*WHAT TO DO*: Beginning at the line that contains "Query: metal downspout", transcribe the remaining lines of the listing exactly; include the final line and omit everything before.
^^^^
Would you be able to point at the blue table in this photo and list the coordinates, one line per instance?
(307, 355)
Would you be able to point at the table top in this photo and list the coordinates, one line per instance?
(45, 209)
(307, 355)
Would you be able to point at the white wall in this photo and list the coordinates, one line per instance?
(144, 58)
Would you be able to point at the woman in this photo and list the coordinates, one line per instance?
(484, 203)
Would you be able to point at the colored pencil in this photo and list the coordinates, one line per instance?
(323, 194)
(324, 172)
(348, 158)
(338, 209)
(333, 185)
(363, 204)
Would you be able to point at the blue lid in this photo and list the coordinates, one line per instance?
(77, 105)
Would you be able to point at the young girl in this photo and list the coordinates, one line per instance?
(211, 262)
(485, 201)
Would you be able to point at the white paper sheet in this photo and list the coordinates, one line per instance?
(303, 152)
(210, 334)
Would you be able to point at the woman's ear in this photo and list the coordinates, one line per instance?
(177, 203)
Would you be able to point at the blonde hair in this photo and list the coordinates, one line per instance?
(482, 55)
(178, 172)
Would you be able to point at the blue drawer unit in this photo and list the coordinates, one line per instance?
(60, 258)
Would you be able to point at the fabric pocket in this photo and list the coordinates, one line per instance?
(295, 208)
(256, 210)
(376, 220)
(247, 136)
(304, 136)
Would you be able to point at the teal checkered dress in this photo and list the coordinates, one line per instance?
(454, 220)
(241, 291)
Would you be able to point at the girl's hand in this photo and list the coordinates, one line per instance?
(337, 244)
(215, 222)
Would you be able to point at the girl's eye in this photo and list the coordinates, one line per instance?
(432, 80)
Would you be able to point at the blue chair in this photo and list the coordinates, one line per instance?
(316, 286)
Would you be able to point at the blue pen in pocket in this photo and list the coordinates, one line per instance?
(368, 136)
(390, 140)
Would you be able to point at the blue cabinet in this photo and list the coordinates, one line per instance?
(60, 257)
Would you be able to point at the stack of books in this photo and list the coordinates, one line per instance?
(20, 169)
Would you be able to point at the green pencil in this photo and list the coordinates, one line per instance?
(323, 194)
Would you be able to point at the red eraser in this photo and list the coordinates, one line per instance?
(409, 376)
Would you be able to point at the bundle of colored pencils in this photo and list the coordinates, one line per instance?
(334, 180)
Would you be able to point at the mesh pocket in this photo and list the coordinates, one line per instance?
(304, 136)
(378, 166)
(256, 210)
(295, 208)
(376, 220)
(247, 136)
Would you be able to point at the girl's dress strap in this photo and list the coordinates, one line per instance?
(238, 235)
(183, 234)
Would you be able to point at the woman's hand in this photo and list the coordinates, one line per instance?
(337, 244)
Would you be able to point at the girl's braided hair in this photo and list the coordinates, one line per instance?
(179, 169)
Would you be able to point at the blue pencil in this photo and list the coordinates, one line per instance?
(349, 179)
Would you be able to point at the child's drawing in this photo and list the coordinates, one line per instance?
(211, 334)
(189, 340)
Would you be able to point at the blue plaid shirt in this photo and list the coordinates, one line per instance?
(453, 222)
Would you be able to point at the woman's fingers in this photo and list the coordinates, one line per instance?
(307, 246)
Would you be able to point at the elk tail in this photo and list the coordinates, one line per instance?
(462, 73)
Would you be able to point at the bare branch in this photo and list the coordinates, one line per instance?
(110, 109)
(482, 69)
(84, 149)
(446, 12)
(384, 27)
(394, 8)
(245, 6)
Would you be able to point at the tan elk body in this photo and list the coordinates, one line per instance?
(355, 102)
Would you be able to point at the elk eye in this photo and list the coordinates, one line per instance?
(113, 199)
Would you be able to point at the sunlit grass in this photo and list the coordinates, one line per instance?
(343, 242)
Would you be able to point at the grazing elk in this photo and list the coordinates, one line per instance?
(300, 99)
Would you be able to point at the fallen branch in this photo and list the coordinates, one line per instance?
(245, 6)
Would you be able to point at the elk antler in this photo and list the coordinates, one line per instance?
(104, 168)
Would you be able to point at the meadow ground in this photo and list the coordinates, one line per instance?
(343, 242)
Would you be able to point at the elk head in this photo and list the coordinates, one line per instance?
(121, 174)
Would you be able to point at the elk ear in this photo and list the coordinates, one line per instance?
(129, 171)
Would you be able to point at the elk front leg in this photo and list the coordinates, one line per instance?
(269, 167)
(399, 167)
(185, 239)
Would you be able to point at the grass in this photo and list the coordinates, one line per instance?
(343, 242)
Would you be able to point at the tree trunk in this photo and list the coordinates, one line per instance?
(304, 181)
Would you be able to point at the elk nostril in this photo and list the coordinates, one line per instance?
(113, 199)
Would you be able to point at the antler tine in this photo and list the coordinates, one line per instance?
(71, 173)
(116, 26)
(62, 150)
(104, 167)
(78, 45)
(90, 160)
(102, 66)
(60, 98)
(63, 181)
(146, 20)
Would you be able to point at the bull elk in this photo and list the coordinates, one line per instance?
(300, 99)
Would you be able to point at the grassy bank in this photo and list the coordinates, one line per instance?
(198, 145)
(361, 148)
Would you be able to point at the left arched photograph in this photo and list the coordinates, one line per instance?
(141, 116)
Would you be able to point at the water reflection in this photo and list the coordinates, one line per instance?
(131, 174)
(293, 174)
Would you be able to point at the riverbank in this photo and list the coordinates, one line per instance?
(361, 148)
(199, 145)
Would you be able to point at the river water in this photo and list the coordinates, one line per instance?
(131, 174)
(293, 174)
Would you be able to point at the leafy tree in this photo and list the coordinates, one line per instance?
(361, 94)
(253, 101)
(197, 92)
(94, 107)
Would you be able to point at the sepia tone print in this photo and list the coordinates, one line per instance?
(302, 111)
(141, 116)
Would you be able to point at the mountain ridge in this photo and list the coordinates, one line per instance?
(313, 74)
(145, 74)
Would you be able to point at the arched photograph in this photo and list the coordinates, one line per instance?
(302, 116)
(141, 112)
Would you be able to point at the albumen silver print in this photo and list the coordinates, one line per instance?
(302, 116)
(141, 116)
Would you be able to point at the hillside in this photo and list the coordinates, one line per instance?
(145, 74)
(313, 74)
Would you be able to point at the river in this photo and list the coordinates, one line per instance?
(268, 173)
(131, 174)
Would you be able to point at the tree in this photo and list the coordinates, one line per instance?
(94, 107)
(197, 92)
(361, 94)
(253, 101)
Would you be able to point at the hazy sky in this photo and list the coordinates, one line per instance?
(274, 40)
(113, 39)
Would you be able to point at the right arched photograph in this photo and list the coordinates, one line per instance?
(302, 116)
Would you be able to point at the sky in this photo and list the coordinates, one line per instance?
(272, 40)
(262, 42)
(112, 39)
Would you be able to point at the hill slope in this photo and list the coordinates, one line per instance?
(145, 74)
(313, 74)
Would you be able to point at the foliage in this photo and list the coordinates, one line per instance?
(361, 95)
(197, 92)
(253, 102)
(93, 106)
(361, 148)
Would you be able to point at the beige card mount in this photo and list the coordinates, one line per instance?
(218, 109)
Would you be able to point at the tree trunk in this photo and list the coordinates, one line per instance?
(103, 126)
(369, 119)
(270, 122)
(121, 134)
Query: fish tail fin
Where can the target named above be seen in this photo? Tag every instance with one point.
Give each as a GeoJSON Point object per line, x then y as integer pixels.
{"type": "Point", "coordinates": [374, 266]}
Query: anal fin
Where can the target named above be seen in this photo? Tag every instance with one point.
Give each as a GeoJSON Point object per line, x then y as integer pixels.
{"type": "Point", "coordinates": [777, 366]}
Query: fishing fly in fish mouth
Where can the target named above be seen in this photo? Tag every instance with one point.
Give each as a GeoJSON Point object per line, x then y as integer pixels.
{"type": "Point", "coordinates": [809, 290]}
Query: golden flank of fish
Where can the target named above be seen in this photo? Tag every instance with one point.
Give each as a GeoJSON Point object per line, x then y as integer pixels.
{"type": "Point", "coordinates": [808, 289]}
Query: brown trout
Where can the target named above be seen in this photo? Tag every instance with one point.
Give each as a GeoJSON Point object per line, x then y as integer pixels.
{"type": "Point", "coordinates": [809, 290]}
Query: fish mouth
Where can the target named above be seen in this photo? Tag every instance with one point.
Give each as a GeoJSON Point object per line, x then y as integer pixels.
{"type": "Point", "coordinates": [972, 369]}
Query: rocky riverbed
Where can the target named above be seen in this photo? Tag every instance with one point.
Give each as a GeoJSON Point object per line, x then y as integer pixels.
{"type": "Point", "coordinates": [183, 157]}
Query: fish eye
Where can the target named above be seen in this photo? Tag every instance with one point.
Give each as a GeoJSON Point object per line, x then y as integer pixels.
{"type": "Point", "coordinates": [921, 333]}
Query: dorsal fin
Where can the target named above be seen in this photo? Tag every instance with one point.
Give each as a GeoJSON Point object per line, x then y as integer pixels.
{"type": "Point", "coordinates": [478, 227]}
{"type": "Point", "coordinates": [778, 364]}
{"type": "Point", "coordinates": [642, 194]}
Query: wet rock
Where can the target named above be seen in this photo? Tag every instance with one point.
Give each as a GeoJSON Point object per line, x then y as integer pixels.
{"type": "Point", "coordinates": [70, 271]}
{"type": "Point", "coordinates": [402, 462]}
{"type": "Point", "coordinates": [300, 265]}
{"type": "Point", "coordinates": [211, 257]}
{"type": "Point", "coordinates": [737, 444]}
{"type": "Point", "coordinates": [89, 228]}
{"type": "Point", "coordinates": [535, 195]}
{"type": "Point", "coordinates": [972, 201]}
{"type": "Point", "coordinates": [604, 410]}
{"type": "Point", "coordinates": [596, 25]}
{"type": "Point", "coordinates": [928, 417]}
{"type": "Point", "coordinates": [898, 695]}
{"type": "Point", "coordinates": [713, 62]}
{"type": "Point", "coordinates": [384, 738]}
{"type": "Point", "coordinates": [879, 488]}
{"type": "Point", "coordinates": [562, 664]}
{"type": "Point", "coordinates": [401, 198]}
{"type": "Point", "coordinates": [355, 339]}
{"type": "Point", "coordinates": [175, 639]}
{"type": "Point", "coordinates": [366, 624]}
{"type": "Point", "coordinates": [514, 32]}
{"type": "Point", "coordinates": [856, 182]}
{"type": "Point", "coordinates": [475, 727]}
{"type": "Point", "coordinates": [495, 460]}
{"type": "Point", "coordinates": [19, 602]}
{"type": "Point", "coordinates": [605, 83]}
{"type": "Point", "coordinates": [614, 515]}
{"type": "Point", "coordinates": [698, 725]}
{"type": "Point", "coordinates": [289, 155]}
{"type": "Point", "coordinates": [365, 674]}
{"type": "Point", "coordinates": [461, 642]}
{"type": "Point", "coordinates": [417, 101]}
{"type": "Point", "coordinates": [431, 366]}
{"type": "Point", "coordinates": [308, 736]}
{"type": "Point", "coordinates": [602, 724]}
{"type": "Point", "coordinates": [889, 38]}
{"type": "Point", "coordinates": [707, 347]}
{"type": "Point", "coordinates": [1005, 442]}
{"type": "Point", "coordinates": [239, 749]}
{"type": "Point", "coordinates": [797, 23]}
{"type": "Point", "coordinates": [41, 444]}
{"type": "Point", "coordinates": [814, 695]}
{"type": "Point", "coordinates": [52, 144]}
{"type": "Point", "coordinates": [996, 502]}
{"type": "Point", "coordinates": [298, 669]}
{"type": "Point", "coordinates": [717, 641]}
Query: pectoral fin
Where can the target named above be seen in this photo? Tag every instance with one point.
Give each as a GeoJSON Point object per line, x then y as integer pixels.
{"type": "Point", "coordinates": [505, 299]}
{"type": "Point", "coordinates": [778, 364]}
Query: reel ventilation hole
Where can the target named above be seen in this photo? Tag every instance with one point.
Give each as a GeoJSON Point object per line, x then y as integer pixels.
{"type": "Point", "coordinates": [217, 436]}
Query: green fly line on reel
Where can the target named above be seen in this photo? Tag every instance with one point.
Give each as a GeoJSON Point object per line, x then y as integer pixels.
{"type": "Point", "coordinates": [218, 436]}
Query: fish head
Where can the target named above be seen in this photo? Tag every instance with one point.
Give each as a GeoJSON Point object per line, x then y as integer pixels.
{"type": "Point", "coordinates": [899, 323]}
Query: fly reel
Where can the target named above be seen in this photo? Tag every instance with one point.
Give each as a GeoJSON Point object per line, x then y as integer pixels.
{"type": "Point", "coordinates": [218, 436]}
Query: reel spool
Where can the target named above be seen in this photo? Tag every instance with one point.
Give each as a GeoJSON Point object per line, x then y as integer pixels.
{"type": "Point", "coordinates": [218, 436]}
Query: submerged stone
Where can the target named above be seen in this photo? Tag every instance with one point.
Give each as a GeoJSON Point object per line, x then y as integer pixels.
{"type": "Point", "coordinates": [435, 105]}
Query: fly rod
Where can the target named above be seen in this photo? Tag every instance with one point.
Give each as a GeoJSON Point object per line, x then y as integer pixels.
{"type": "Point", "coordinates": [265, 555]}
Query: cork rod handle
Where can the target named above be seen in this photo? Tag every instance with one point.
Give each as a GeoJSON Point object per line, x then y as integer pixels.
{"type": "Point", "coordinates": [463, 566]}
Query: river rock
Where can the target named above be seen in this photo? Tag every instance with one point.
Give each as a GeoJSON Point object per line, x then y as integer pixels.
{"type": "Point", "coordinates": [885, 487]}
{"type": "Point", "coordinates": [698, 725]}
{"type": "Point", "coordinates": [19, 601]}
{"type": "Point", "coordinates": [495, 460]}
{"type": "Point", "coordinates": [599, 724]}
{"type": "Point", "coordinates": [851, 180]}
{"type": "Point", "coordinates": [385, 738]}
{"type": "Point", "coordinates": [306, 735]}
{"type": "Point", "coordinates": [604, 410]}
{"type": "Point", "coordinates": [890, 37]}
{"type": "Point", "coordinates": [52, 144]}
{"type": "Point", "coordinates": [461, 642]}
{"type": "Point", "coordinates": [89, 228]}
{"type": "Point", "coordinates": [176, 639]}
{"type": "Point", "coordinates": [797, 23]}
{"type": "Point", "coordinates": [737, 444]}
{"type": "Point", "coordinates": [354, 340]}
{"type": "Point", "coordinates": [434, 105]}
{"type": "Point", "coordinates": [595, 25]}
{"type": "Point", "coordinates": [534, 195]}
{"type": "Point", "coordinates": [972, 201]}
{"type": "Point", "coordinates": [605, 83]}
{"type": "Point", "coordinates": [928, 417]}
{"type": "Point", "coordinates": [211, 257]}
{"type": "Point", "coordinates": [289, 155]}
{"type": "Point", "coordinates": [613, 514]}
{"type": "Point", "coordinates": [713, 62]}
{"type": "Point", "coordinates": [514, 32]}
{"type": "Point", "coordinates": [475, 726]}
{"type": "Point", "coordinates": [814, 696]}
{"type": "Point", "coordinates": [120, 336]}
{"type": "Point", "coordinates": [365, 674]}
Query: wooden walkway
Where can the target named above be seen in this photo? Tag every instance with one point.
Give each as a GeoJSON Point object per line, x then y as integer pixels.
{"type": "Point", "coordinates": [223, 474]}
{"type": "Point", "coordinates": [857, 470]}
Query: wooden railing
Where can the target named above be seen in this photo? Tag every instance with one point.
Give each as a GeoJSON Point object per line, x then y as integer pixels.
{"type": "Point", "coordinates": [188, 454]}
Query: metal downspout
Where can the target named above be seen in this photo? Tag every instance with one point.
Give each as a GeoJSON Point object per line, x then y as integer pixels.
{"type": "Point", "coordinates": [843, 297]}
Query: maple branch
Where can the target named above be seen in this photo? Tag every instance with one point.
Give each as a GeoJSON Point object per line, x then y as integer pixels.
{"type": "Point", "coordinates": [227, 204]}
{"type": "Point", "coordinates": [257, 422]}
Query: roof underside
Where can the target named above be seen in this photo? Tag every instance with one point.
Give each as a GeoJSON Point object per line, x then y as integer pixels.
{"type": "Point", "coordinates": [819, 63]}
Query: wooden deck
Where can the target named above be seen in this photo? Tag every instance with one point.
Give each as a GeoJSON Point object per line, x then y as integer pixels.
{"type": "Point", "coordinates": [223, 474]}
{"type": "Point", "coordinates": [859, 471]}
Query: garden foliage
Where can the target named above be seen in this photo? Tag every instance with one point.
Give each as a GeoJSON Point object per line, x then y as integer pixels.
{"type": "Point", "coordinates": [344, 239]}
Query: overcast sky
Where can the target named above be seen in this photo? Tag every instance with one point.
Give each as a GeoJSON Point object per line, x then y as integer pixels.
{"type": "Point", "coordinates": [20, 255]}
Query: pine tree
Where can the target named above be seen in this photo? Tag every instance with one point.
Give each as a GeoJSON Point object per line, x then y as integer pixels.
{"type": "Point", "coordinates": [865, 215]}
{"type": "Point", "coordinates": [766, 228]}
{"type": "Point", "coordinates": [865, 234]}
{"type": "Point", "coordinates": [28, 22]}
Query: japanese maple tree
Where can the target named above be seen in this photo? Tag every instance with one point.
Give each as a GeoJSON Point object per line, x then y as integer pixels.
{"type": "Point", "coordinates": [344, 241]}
^^^^
*EXERCISE ANSWER*:
Query: metal downspout
Where can the target named above be seen in this photo? Tag every instance with one point.
Give each as a GeoJSON Point object per line, x then y as integer pixels.
{"type": "Point", "coordinates": [843, 297]}
Query: maple branch
Where can the target named above be seen in this photo? Tag every instance with one point.
Give each as a GeoJSON Point object per line, x then y as integer pixels.
{"type": "Point", "coordinates": [227, 204]}
{"type": "Point", "coordinates": [257, 422]}
Query: roof underside
Where can the target named above be seen in this photo? Tag every instance with one point.
Give each as a GeoJSON Point object per line, x then y as integer pixels.
{"type": "Point", "coordinates": [819, 63]}
Query: wooden deck
Where can the target named above be seen in this photo? Tag every instance with one point.
Give each as a GeoJSON Point object per line, x then y as integer pixels.
{"type": "Point", "coordinates": [223, 474]}
{"type": "Point", "coordinates": [859, 471]}
Query: garden foliage
Where can the target named above be seen in this photo? Tag every instance with one point.
Give each as a GeoJSON Point object per line, x then y as integer pixels.
{"type": "Point", "coordinates": [344, 239]}
Query: overcast sky
Where can the target named above be seen in this photo? Tag every instance with one point.
Give each as a GeoJSON Point object per line, x then y as integer pixels.
{"type": "Point", "coordinates": [20, 255]}
Query: pine tree
Where can the target named above be seen in this photo? Tag every instance with one point.
Give each as a GeoJSON Point object per line, x then y as integer pixels.
{"type": "Point", "coordinates": [865, 215]}
{"type": "Point", "coordinates": [766, 228]}
{"type": "Point", "coordinates": [865, 234]}
{"type": "Point", "coordinates": [28, 22]}
Query: japanese maple tree
Where can the target named above be seen in this photo? Tag every instance with one point.
Give each as a GeoJSON Point object per line, x then y as integer pixels.
{"type": "Point", "coordinates": [344, 241]}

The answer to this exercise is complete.